Among the records below, find each line bearing the word "house" and copy it.
★ ★ ★ ★ ★
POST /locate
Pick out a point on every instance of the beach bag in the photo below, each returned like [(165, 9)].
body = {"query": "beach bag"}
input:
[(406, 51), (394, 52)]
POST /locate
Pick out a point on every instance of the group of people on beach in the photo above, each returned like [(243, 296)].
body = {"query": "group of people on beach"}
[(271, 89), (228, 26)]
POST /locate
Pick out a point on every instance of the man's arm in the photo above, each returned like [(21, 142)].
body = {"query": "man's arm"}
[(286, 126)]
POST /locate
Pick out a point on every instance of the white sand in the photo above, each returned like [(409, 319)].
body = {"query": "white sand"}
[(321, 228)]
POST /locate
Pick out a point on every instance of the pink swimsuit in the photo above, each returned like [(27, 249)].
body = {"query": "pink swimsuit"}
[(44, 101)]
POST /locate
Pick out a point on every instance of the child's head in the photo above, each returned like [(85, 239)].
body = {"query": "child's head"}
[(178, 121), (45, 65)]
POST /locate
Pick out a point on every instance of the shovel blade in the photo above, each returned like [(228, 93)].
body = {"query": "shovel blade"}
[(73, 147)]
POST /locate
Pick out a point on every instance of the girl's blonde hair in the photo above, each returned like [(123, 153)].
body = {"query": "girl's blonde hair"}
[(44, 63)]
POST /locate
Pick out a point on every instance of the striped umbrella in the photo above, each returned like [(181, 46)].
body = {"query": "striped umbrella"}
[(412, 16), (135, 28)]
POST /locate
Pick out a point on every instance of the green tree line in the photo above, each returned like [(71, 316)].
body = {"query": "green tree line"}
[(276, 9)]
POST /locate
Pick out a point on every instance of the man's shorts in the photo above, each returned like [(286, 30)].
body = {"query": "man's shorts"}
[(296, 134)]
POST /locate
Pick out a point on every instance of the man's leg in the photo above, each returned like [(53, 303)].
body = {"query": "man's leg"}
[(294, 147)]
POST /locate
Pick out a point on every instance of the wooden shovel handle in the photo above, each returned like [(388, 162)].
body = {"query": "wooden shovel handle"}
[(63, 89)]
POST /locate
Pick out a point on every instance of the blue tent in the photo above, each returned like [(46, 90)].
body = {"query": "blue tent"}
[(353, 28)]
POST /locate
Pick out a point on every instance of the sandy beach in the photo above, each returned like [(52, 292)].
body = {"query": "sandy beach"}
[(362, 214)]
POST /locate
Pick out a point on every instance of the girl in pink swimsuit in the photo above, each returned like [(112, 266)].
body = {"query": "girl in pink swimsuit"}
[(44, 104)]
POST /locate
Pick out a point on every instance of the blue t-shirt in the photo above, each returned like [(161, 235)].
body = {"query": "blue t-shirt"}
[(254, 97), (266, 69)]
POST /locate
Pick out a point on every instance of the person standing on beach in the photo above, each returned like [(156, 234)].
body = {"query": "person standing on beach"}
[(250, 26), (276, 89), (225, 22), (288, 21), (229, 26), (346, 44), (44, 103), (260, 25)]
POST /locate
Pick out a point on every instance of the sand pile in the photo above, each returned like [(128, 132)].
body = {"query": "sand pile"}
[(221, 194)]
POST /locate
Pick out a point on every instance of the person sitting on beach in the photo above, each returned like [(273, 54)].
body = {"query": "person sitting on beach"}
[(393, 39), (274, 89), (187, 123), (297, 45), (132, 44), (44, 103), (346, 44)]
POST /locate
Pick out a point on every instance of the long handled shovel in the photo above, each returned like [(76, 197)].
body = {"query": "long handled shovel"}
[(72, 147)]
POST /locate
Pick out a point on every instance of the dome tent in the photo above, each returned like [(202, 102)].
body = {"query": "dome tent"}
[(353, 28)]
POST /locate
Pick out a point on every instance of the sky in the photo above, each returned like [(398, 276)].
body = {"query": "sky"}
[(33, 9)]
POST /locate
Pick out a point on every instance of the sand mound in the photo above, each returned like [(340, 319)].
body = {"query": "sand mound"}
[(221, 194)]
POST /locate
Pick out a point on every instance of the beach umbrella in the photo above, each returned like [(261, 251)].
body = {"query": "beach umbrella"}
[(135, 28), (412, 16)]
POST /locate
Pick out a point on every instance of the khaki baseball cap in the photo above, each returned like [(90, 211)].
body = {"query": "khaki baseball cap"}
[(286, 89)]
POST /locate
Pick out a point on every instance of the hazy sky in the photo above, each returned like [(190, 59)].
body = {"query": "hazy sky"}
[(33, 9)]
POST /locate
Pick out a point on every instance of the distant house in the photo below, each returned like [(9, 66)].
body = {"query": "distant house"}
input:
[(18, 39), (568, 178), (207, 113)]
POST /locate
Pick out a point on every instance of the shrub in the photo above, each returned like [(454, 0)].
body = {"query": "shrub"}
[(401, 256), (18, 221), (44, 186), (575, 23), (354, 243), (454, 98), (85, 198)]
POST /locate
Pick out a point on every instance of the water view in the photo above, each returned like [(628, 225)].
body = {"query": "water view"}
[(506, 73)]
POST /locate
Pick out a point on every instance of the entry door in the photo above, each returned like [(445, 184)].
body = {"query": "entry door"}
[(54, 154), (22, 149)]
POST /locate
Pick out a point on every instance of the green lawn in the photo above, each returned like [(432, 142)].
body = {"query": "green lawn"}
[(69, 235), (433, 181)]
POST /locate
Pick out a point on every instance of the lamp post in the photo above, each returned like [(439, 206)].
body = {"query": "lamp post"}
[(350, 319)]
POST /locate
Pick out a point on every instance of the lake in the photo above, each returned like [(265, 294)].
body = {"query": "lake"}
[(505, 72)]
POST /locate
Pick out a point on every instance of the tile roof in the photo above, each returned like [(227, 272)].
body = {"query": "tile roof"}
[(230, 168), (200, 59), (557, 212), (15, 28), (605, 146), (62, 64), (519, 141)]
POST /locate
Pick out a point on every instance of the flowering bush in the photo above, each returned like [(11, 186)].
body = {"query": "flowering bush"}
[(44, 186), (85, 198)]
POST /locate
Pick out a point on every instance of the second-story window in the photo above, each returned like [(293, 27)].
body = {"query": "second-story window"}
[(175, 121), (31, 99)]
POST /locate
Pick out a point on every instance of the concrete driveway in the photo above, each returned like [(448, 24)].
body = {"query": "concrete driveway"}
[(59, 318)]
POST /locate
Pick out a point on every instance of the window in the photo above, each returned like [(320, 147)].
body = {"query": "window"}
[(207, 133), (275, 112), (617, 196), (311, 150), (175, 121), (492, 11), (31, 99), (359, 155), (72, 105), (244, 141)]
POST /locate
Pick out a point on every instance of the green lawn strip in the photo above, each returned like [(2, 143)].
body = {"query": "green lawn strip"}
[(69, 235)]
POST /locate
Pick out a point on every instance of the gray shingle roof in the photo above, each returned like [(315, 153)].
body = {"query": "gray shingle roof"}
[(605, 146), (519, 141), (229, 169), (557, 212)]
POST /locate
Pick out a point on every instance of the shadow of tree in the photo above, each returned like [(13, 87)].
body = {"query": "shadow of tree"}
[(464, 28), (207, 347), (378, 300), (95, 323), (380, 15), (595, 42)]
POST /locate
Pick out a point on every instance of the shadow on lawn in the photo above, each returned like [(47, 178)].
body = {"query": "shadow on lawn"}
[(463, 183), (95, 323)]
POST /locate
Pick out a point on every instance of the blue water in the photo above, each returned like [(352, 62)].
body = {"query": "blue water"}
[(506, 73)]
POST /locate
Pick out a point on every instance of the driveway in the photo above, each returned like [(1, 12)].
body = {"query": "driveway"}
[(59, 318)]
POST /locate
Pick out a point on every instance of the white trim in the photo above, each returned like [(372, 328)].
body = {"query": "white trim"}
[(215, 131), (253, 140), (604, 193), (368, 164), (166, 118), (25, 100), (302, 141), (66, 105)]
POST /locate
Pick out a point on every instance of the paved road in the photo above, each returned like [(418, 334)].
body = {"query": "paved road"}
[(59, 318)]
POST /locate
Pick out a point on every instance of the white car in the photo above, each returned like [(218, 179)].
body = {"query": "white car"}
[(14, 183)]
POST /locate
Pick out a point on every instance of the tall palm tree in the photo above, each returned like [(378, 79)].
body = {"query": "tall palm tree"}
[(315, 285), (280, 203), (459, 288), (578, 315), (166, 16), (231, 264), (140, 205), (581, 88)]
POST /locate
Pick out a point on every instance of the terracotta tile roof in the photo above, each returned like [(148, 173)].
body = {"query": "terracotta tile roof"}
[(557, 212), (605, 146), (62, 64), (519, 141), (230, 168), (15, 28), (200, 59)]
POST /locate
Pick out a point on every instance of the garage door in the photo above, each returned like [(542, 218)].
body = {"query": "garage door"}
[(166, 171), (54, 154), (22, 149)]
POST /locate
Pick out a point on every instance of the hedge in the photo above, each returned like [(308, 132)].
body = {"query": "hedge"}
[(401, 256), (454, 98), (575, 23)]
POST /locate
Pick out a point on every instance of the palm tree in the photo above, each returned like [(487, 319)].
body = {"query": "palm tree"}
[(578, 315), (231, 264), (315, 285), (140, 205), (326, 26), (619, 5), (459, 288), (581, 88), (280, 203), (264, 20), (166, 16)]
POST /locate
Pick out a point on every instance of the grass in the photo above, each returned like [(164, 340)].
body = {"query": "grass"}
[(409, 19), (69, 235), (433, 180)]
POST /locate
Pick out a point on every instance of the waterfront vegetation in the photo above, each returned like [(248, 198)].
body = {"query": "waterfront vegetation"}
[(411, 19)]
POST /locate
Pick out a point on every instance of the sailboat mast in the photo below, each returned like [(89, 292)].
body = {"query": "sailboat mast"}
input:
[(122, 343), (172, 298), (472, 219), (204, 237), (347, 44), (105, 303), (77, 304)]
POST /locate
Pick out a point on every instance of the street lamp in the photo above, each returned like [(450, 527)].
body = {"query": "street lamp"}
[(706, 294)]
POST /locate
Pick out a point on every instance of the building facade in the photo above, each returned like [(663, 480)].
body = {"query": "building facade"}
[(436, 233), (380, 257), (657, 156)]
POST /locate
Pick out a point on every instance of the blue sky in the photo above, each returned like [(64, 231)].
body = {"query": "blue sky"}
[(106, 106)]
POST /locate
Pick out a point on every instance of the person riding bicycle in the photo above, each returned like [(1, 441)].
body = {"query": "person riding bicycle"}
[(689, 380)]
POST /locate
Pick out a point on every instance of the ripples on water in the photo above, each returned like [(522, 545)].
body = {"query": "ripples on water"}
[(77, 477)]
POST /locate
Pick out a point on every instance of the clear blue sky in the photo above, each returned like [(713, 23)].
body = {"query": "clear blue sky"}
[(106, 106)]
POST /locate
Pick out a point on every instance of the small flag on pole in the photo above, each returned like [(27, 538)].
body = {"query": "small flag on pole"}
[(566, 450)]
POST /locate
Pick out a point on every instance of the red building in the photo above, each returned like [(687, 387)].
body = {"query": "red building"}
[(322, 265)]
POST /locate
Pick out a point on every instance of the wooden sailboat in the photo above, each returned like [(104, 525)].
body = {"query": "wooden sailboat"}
★ ★ ★ ★ ★
→ **Response below**
Pick out a point on every instance of the distant house in the photo below, each returned like [(9, 66)].
body = {"query": "distant house"}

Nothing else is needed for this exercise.